##### DOCUMENT EXTRACT
Delegating concept. Wooden figurines and arrows

Leaders don’t have absolute power, and they’re not infallible – even if many would like to think they are. But, they are the ones in charge, and the success or failure of a project or team often rests on their shoulders. There’s a lot of pressure that comes from this.

The trick with effective leadership is understanding your place in a team or organisation. Even when you’re on top of the chain of command, it doesn’t put you above everything else. Your authority and responsibility as a leader come from accepting accountability for what goes right and wrong with your people.

For new leaders (and even some experienced one), it’s easy to overlook this accountability, and it’s not always the most instinctive feeling to accept responsibility for someone else’s shortcomings. However, to be the best possible leader, you can’t just set instructions and then sit back. You don’t necessarily need to micromanage everyone, but if things start going wrong you need to know and you need to be ready to step in.

 

Get everyone invested

The most effective people in a team understand what they need to personally do for everyone succeed. Whether you’re in a very small team where you all do a bit of everything, or you’re in a multi-national business where everyone has strict roles, everyone should consider themselves an important part of the system. They should know that if they don’t do their part right, they’re making it harder for everyone else.

The best leaders take it upon themselves to make sure all the people around them understand their individual roles. Success is a team effort, but that effort has to start from the top with the goals and vision coming from their leader.

This shouldn’t have to mean micromanaging or watching over their shoulder, it means sharing your vision and making sure everyone’s motivated. Make yourself available to answer questions and offer support, but most importantly, prioritise ensuring everyone knows how their personal input will help the success of the whole team.

 

Be there for your team

The paradox of good leadership is that when things go well, you give credit to those around you and when things go poorly, people look to the leadership for answers. It doesn’t always feel fair, but that’s the position every good leader should happily put themselves in.
##########
* PROBLEM 1
Reproduce the leadership text word for word.
The listing has no connection to the leadership text.
##### LISTED ENTRIES
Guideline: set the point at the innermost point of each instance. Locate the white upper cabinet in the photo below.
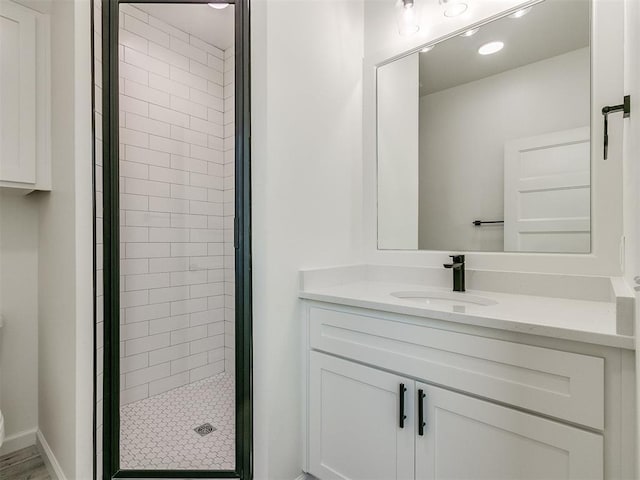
(24, 98)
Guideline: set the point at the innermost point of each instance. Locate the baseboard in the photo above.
(18, 441)
(55, 471)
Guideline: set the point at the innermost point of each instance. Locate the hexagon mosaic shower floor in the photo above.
(157, 433)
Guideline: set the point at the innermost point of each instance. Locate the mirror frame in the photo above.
(607, 85)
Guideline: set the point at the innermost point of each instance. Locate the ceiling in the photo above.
(216, 27)
(551, 28)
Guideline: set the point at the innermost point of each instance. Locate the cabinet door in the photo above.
(467, 438)
(17, 93)
(354, 422)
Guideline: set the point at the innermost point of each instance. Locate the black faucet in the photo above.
(458, 272)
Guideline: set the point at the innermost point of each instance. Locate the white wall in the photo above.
(463, 131)
(19, 307)
(306, 187)
(632, 181)
(65, 287)
(398, 147)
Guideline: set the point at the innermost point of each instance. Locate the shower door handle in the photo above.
(625, 108)
(403, 417)
(421, 422)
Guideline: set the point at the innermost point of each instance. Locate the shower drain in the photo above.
(204, 429)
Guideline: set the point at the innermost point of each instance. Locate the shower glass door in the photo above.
(173, 370)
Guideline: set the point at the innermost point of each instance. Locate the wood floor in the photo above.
(25, 464)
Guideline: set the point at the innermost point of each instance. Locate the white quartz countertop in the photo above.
(570, 319)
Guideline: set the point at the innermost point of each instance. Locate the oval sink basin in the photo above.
(445, 298)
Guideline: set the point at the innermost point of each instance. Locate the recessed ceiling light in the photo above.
(490, 48)
(520, 13)
(471, 32)
(453, 8)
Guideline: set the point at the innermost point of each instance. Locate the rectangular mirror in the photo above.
(484, 138)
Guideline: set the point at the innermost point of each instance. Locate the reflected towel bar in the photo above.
(479, 223)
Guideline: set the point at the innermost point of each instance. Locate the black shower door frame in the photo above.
(111, 238)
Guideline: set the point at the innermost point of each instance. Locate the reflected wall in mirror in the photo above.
(490, 152)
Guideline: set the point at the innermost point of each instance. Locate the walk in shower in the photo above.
(172, 355)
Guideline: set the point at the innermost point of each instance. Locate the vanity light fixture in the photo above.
(471, 32)
(453, 8)
(490, 48)
(407, 18)
(520, 13)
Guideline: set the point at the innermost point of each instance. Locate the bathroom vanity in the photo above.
(483, 384)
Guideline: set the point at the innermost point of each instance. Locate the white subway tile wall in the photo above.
(176, 167)
(177, 207)
(97, 62)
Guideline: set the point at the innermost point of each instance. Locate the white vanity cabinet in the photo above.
(492, 408)
(467, 438)
(24, 99)
(354, 422)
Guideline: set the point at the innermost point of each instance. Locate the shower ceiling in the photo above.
(209, 24)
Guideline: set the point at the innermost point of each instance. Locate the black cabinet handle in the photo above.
(421, 422)
(403, 417)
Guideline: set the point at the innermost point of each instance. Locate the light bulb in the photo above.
(407, 18)
(520, 13)
(453, 8)
(471, 32)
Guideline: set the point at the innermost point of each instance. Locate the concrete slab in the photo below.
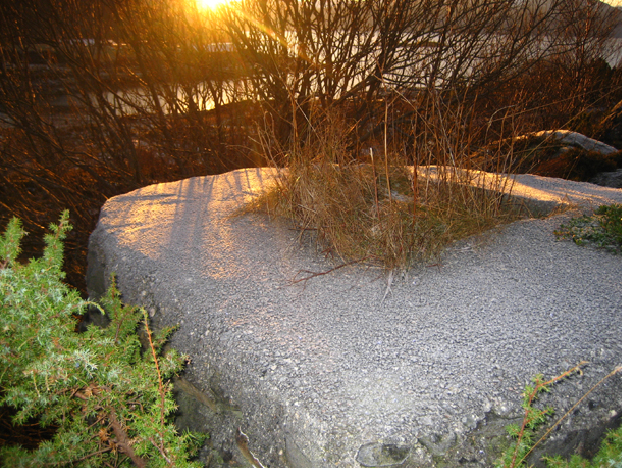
(357, 367)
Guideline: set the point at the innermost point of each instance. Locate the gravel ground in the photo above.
(332, 371)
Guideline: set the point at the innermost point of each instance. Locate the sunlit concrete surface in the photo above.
(336, 370)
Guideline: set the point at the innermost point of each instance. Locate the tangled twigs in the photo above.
(314, 274)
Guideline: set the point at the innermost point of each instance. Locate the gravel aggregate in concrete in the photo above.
(319, 370)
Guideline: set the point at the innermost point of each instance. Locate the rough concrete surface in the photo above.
(358, 367)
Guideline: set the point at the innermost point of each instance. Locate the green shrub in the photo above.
(110, 400)
(603, 230)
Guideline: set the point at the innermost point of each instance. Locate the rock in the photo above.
(575, 140)
(560, 154)
(608, 179)
(320, 372)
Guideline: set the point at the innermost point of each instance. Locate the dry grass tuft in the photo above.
(357, 216)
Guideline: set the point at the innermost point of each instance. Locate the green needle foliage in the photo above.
(603, 230)
(110, 399)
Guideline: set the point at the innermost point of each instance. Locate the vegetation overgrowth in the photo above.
(380, 210)
(609, 454)
(107, 398)
(603, 229)
(100, 97)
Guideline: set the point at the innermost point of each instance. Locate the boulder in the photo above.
(331, 366)
(552, 153)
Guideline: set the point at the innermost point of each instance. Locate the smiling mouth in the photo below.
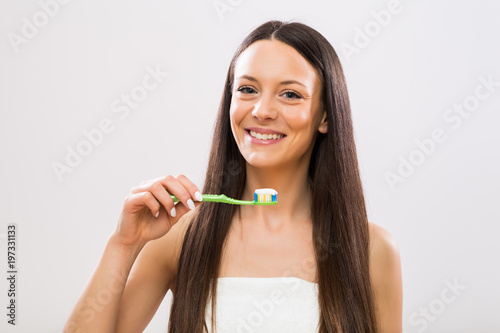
##########
* PROBLEM 2
State how many lines of the listing contain the string "vanity". Give the number only.

* RIGHT ANSWER 1
Delegating concept. Wooden figurines and arrows

Leaders don’t have absolute power, and they’re not infallible – even if many would like to think they are. But, they are the ones in charge, and the success or failure of a project or team often rests on their shoulders. There’s a lot of pressure that comes from this.

The trick with effective leadership is understanding your place in a team or organisation. Even when you’re on top of the chain of command, it doesn’t put you above everything else. Your authority and responsibility as a leader come from accepting accountability for what goes right and wrong with your people.

For new leaders (and even some experienced one), it’s easy to overlook this accountability, and it’s not always the most instinctive feeling to accept responsibility for someone else’s shortcomings. However, to be the best possible leader, you can’t just set instructions and then sit back. You don’t necessarily need to micromanage everyone, but if things start going wrong you need to know and you need to be ready to step in.

 

Get everyone invested

The most effective people in a team understand what they need to personally do for everyone succeed. Whether you’re in a very small team where you all do a bit of everything, or you’re in a multi-national business where everyone has strict roles, everyone should consider themselves an important part of the system. They should know that if they don’t do their part right, they’re making it harder for everyone else.

The best leaders take it upon themselves to make sure all the people around them understand their individual roles. Success is a team effort, but that effort has to start from the top with the goals and vision coming from their leader.

This shouldn’t have to mean micromanaging or watching over their shoulder, it means sharing your vision and making sure everyone’s motivated. Make yourself available to answer questions and offer support, but most importantly, prioritise ensuring everyone knows how their personal input will help the success of the whole team.

 

Be there for your team

The paradox of good leadership is that when things go well, you give credit to those around you and when things go poorly, people look to the leadership for answers. It doesn’t always feel fair, but that’s the position every good leader should happily put themselves in.

* RIGHT ANSWER 2
3